I decided to build an addition to my pond. I think it came out ok seeing as I've never even nailed two bits of wood together before.



 



 

I haven't seen my white cloud minnows at all so I'm not sure if adding them this early in the year was a good idea. On the plus side the lilies' leaves have reached the surface and there is plenty of new growth in all the plants. I am thinking of adding dwarf connifers to fill in the gaps in the border and when it all fills in it should be a nice area.


----------



## rebel (21 May 2018)

Everything you touch seems to turn to gold!!!


----------



## bridgey_c (23 May 2018)

Haha, thanks but it's not quite true. Youtube has revolutionised learning though. Imagine being personally shown how to do things by master craftsmen in any field for free, priceless.


----------



## frederick thompson (23 May 2018)

very nice bridgey. looks spot on


----------



## Petra R (23 May 2018)

That is seriously nice   (both the pond and the decking!)


----------



## sanj (23 May 2018)

That is brilliant. Only concern is the sandstone affecting water chemistry. Looks fab though. Well done.


----------



## rebel (24 May 2018)

sanj said:


> That is brilliant. Only concern is the sandstone affecting water chemistry. Looks fab though. Well done.


Would to sandstone stop leeching once it's covered in biofilm?


----------

• _Dataset extract_:
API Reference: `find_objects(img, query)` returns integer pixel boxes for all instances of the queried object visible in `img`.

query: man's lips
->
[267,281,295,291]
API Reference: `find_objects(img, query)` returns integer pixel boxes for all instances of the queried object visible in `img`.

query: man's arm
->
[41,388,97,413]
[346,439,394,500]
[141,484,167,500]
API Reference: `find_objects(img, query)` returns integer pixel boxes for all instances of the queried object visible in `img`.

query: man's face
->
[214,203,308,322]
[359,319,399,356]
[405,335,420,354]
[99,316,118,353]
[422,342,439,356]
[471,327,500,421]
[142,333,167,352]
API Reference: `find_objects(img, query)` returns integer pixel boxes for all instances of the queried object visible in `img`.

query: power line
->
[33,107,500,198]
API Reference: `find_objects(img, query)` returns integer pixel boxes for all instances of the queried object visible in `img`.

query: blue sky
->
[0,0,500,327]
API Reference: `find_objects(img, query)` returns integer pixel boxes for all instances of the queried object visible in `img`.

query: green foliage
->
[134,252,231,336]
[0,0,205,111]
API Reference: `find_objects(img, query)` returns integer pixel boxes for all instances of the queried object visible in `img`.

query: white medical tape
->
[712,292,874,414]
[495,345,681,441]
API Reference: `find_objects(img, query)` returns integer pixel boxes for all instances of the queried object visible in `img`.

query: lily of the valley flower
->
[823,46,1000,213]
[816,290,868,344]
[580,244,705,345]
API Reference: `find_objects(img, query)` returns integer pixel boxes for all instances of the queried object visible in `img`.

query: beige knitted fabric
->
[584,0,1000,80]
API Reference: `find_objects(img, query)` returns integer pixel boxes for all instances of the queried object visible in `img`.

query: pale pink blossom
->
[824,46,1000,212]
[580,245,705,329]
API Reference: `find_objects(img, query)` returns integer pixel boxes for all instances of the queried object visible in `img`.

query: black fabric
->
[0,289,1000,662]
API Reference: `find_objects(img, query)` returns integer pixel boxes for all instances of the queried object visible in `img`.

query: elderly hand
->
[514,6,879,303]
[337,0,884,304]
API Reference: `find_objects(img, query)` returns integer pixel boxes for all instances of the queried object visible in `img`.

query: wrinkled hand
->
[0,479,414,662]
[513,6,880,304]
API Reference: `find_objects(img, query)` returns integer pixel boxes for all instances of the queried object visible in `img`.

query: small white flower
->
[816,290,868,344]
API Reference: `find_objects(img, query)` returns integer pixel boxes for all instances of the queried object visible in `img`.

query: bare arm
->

• _Given instruction A_: Quote the stretch of the pond thread from "## sanj (23" through "(24 May 2018)" verbatim.
• _Given instruction B_: List each line of the records that contains the string "white".

• _Full answer A_:
## sanj (23 May 2018)

That is brilliant. Only concern is the sandstone affecting water chemistry. Looks fab though. Well done.


----------



## rebel (24 May 2018)

• _Full answer B_:
query: white medical tape
query: small white flower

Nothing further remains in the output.